▶ [TASK INSTRUCTIONS] Rewrite the material below, starting at the line that contains "For this dataset, tag each instance of the girl's long" and continuing through its last line, with both ends included. Keep every line and add 78 to each x and y coordinate in the answers.
— begin DATA TO PROCESS —
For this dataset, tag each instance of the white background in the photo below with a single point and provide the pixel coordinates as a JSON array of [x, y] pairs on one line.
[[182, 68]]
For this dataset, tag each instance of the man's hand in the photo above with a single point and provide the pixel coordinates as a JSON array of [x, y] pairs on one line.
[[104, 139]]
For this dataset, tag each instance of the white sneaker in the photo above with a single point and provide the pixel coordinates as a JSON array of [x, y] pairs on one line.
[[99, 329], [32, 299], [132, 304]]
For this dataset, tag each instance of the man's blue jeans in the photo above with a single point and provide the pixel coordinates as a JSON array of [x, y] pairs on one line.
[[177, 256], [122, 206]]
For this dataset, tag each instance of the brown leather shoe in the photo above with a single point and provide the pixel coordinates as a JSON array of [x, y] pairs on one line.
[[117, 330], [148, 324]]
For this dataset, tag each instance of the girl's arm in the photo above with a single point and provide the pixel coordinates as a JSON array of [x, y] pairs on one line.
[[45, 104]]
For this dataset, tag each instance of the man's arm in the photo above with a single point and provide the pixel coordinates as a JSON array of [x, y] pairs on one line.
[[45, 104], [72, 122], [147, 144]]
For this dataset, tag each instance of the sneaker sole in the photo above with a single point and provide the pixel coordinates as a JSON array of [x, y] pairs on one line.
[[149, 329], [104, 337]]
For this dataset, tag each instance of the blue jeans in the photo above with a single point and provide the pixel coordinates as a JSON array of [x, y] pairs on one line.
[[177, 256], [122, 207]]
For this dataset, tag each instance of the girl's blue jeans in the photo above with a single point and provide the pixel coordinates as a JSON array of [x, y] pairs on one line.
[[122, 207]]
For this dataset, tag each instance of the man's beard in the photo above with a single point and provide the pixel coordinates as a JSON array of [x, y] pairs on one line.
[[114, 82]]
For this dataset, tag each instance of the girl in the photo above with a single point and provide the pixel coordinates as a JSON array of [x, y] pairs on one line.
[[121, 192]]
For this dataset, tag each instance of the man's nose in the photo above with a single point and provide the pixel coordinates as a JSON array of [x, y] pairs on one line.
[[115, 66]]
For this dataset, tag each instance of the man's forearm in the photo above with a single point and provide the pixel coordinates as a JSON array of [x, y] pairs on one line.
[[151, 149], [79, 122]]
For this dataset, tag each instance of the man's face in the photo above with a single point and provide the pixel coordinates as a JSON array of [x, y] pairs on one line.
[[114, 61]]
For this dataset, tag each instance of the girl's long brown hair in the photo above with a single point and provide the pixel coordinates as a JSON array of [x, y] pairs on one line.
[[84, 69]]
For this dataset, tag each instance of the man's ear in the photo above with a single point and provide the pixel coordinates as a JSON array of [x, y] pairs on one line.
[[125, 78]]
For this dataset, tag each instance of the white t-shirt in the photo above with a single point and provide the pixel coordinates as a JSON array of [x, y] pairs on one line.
— end DATA TO PROCESS —
▶ [TASK SOLUTION]
For this dataset, tag each instance of the girl's long brown hair in the photo above with a single point and provide the pixel coordinates as a JSON array of [x, y] pairs on one line.
[[162, 147]]
For this dataset, tag each instance of the man's ear in the photo above with a single point and provide the pixel coordinates as a JSON array of [x, y] pairs on one line.
[[203, 156]]
For this dataset, tag each instance of the white t-shirt in the photo above with a single point and provide the pixel coordinates as a JSON array of [x, y] pairs on one line.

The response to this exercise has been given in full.